Goals |
A - Answer these questions from the passage on food crops and land use, one short answer per line, marked (i), (ii), (iii):
(i) Before the European conquest of the Americas, who was sugar reserved for?
(ii) In what share of processed foods in the United States is palm oil now found?
(iii) In which book did Frances Moore Lappe point out that grain-fed meat wastes calories?
B - Using the passage on food crops and land use, decide whether each statement agrees with it. Answer yes or no for each, and quote the words that decide it.
(i) Palm oil was once a local, traditional food in West Africa.
(ii) Crops grown for biofuels feed people.
(iii) People in the developed world should eat more pasture-raised meat per person.
C - Carry the passage on food crops and land use forward from its last sentence.

Prior to the European conquest of the Americas, sugar was reserved for the very wealthy. By the height of the Industrial Revolution, sugar made up a significant percent of calories in the British diet. And it is hardly controversial to note that Americans eat an unhealthy amount of sugar in their diets today. Palm oil, which is now found in 50 percent of processed foods and other items like cleaning products in the United States, was once a local, traditional West African food. Today, palm oil production is ravaging the rainforests of Indonesia and Malaysia and expanding to other areas like Papua New Guinea and Latin America.
Both of these crops, as well as corn, soy and jatropha are also grown for biofuels, which do not feed people. Neither does paper, which we in the United States use as a cheap renewable resource, unaware of enormous areas covered in fast growing trees that are often quite disruptive to the ecosystem around them in order to meet our needs. And grain-fed meat, as pointed out so many years ago by Frances Moore Lappe in Diet for a Small Planet, is a wasteful use of calories compared to feeding grain directly to people. If we care about feeding the world while using fewer resources, switching to pasture-raised meat -- and less of it per person in the developed world -- is a must. Doing so would likely improve our health as a nation at the same time.

Material |
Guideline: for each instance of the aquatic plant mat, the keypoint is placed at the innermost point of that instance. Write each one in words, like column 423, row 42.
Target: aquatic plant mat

Response list |
A -
(i) The very wealthy.
(ii) 50 percent.
(iii) Diet for a Small Planet.

B -
(i) Yes: "was once a local, traditional West African food"
(ii) No: "grown for biofuels, which do not feed people"
(iii) No: "and less of it per person in the developed world"

C -
There is much more to say in response to Sexton's claims. As productivity doubled during the 20th century, it did so based on the nonrenewable resources of oil and natural gas. These agricultural methods are, thus, not sustainable. That means they cannot be continued indefinitely into the future even without considering an expanding global population. We in the United States and other wealthy countries must find a new way to feed ourselves no matter what. The "gains" of the 20th century are temporary, and defending them by attacking local food will not create the needed oil or freeze the clock on the climate crisis in order to continue growing food like we do now.
To understand how to feed a growing world population, we must travel outside our bubble, into the Global South, to see how the areas of the world where the population is growing the fastest live. Here, where the people that writers like Sexton worry about feeding, live, the economics and efficiency of local, organic food are completely different from how they are in the United States. These people who live in adobe huts, grow their food with manual or animal labor, saved seeds, few inputs, and often no irrigation, are not endangering our ability to support our global population with the Earth's resources. Those who bathe and do laundry in the local stream, who store dried grains and beans because they lack refrigerators, and who never go shopping as a leisure activity as we do in the United States will not make or break the planet's ability to provide enough food, fuel, and fiber for human needs. It's we in the United States and other developed countries who will do so.